MTV Müzik Ödülleri ile ilgili bir anım da var. Tarih 7 Eylül 1995… Ödül törenini hem MTV, hem de Number One TV veriyor. Rahmetli dedemin 9 aylık ömrü kaldığını henüz bilmiyoruz. Gerçi kendisi hissediyordu. Yakında vefat edeceğini söylerdi. Haklıymış. Neyse, ben Michael Jackson ile ilgili bir şey görürüm de kaydederim diye hep video kaseti hazır tutardım. Değişik bir şey gördüğümde hemen kaydederdim. Ve işte HIStory megamix ile başlayıp “You Are Not Alone” ile biten o efsanevi performansı sıcağı sıcağına izliyoruz. Ben kayda başladım. Ama dedem de tam bir televizyon delisiydi. Takip ettiği TSM programları, pembe diziler vardı. “Dede, sen istersen istediğini aç. Ben nasıl olsa kayda başladım. Video bu kanalı kaydederken başka kanal izleyebiliyoruz.” dedim. Dedem de “Hayır değiştirme. Ben de Michael Jackson’ı izlemek istiyorum. Severim onu.” diyerek beni şaşırttı. Çünkü “Bad” döneminde benim ve kuzenlerimin MJ Fan’liği ile dalga geçerdi. “Gazzanfeeer gazzanfeeer” diye (“Bad”in sözlerini böyle bilirdi) Michael Jackson’ın dansını taklit ederdi. Biz de sinirlenince gülerdi. Sevmiyor sanıyorduk, meğer o da sevmiş. Özellikle “Dangerous” tarafı başlayınca “Bir daha böyle dans eden bir sanatçı dünyaya gelmeyecek.” dedi. Haklı da çıktı. 9 ay sonra kendisi, 14 yıl sonra da Michael Jackson vefat etti. Hala onun gibi bir megastar çıkmış değil.
2010’lu yıllara geldiğimizde tüm dünyadaki MTV ekranlarında ben de çıkmaya başladım. Sadece MTV değil, tüm müzik kanallarında… Bunun nedeni de 4 kez göründüğüm “Behind The Mask” klibi tabii ki.. Derken MTV artık Türkiye’de çıkmamaya başladı. Michael Jackson, George Michael, Tina Turner, Whitney Houston, Amy Winehouse, Dolores O’Riordan, Prince, Donna Summer, Marie Fredriksson, James Brown, Aretha Franklin, David Bowie gibi MTV ekranlarında görünce heyecanlandığımız isimler birer birer aramızdan ayrılmaya başlamıştı bile… Yine de gazetelerden, YouTube’dan MTV Müzik Ödülleri sonuçlarını, performanslarını takip ediyorduk ama eskisi gibi megastarlar yoktu. Madonna, Mariah Carey, Janet Jackson, Kylie Minogue gibi bir elin 5 parmağını geçmeyecek efsaneler yerine Spotify, YouTube Music sabun köpüklerine yer veriliyordu. Artık bizim gibi müzikseverler dışında kimse eskisi gibi ilgilenmiyordu. 2020’li yıllara geldiğimizde ise artık herkes müziği Spotify’dan dinlemeye, YouTube’dan izlemeye başlamıştı. Büyük ihtimalle bu da MTV’nin kaçınılmaz sonunu hazırlamaya başlamıştı. Çünkü MTV’yi MTV yapan Michael Jackson gibi megastarlardı. Onların yokluğu MTV’yi de önemsiz kılmaya başlamıştı. Ve işte hepimizi üzen o acı haber geldi. 31 Aralık 2025’te MTV tüm yayın hayatını durduracak! Çevremdeki bütün müzikseverler sanki bir star daha hayatını kaybetmiş gibi üzüldüler. Çünkü MTV, 2026 yılını göremeyecekti.

Görev Koşulları.
Yukarıdaki kaynağa dayanarak aşağıdaki soruları yanıtlayınız:
1. Anlatıcının dedesiyle birlikte izlediği MTV Müzik Ödülleri töreni hangi tarihte yayınlanmıştır?
2. Anlatıcının 2010'lu yıllarda müzik kanallarında görünmesinin nedeni olarak hangi klip belirtilmektedir?
3. MTV'nin yayın hayatını hangi tarihte durduracağı bildirilmektedir?

Veri Satırları.
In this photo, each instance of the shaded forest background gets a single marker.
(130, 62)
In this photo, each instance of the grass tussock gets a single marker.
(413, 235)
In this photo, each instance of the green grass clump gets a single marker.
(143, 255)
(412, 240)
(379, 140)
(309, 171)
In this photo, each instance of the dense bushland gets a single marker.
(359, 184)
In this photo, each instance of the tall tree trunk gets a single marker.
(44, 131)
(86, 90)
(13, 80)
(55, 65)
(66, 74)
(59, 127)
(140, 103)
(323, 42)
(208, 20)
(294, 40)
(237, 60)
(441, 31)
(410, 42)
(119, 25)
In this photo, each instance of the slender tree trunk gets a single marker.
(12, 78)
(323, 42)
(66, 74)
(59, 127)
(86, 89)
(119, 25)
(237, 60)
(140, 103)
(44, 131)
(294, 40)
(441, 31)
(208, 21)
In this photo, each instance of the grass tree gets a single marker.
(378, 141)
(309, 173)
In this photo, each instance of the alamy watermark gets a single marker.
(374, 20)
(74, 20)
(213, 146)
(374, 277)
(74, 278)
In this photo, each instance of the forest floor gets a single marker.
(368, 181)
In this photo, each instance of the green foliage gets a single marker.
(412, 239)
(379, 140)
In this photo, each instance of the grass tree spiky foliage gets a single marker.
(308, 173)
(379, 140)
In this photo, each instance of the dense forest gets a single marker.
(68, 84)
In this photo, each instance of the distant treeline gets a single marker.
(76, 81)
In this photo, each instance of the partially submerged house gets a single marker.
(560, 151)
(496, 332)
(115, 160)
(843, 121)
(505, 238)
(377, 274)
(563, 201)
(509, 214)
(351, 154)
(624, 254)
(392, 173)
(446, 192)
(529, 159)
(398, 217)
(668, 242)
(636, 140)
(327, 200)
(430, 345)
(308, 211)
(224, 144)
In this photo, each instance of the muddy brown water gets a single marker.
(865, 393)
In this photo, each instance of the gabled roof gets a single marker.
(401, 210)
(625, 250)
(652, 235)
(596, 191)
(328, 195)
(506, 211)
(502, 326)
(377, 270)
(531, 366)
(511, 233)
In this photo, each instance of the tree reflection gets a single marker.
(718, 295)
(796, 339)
* * *
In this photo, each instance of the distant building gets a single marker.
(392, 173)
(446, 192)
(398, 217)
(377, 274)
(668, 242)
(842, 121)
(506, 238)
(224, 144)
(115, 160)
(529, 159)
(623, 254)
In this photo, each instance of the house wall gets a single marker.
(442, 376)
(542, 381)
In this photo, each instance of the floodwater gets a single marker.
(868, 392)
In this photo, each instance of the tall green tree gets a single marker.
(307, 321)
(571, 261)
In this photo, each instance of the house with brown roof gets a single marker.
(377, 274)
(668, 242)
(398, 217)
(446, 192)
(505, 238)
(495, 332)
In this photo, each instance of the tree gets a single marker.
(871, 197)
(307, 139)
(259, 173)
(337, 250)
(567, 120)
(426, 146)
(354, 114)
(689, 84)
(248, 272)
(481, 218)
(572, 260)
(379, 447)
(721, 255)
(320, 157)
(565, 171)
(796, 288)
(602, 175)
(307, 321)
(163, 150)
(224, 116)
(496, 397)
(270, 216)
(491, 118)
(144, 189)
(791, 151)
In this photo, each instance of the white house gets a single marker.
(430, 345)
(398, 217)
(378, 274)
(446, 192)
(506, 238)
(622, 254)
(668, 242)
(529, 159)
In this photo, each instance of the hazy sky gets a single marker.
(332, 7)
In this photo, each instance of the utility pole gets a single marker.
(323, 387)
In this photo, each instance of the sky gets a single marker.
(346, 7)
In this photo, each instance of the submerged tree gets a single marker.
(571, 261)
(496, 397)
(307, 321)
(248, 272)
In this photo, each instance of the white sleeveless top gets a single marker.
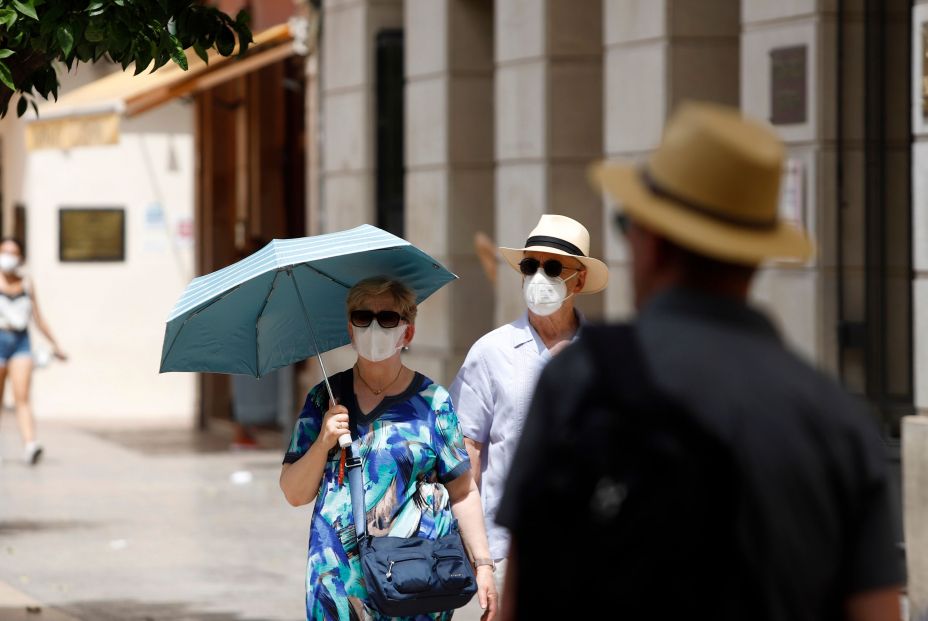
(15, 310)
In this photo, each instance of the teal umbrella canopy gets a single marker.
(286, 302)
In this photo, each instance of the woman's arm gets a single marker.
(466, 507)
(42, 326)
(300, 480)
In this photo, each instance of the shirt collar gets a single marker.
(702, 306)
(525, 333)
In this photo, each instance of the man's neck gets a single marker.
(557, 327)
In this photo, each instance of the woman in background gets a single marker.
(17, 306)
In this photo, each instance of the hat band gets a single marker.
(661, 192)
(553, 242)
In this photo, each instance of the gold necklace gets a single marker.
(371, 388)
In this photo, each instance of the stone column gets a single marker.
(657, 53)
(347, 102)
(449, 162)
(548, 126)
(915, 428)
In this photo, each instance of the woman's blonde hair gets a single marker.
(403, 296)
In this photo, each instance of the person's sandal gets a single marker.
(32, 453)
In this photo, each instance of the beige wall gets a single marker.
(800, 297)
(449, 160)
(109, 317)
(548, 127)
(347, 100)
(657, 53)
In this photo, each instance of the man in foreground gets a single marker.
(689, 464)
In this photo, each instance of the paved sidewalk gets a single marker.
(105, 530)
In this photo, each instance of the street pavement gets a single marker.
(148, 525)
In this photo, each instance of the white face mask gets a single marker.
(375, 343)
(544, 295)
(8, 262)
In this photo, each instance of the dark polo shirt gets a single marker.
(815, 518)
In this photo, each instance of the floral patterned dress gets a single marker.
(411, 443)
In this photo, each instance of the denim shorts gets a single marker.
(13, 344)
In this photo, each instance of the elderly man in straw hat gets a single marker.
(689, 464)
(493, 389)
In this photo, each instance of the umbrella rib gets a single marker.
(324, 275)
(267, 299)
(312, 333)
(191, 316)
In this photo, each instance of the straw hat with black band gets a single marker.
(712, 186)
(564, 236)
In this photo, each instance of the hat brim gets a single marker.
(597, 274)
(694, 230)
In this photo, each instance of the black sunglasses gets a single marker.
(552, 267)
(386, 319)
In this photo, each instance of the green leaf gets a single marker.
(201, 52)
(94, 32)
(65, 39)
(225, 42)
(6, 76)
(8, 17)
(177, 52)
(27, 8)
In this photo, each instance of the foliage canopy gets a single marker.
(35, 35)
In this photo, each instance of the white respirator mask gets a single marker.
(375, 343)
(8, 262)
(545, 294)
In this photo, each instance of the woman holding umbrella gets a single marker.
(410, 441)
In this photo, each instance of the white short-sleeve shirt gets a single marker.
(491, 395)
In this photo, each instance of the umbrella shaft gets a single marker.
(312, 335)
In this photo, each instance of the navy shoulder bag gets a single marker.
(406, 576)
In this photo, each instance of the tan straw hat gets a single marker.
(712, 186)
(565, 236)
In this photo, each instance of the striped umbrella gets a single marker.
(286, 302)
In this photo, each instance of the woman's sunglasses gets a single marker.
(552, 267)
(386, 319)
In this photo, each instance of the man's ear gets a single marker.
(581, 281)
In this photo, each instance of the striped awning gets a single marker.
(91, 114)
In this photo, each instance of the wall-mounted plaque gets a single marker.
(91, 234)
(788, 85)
==
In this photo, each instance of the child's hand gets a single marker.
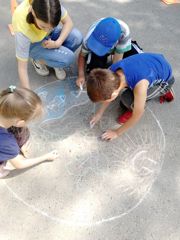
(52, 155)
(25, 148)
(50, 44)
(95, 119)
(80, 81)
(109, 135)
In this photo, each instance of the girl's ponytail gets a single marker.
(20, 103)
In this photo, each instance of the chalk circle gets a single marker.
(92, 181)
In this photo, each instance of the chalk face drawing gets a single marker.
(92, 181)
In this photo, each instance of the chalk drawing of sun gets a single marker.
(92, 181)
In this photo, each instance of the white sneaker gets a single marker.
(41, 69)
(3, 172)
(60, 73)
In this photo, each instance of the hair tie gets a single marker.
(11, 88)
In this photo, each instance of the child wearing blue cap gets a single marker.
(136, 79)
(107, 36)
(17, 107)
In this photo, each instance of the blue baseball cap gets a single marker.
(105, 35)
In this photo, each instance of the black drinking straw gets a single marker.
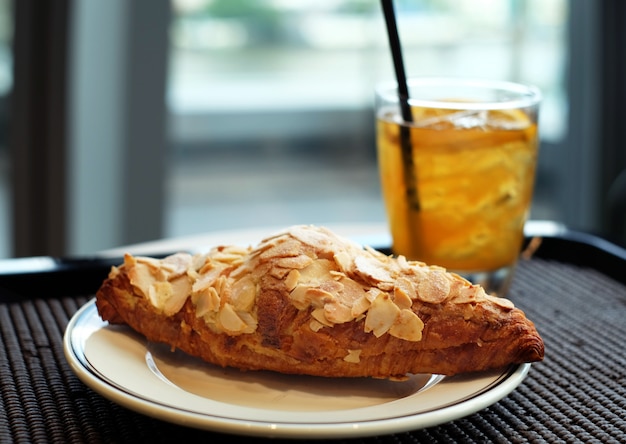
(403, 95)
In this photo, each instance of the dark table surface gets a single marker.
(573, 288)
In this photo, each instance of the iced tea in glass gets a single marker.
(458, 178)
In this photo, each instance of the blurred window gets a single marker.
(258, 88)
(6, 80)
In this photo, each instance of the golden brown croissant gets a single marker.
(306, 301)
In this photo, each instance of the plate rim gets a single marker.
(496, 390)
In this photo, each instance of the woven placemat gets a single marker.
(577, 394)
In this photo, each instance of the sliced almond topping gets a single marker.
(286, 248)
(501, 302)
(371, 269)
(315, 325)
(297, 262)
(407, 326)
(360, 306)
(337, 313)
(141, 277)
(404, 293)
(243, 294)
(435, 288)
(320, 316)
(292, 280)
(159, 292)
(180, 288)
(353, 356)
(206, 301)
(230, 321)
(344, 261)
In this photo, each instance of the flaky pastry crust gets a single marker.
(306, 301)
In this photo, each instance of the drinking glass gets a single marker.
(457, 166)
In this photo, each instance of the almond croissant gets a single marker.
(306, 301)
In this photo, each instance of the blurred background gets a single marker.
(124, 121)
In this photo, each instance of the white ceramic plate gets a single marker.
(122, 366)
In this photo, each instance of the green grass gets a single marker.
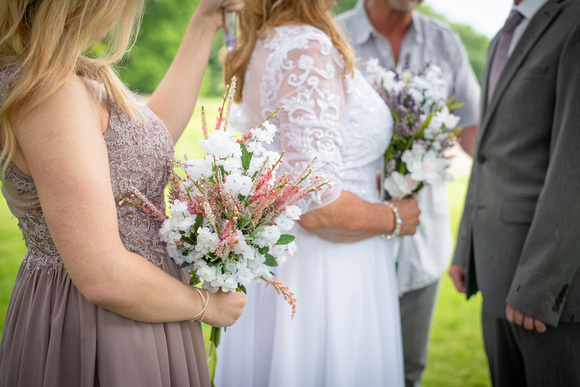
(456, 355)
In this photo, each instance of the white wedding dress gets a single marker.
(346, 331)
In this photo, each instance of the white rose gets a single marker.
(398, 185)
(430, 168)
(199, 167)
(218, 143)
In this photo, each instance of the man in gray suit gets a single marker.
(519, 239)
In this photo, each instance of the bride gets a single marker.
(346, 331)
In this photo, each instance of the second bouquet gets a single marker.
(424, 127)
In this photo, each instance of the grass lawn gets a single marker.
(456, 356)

Yanıt.
1. 7 Eylül 1995
2. Anlatıcının 4 kez göründüğü "Behind The Mask" klibi
3. 31 Aralık 2025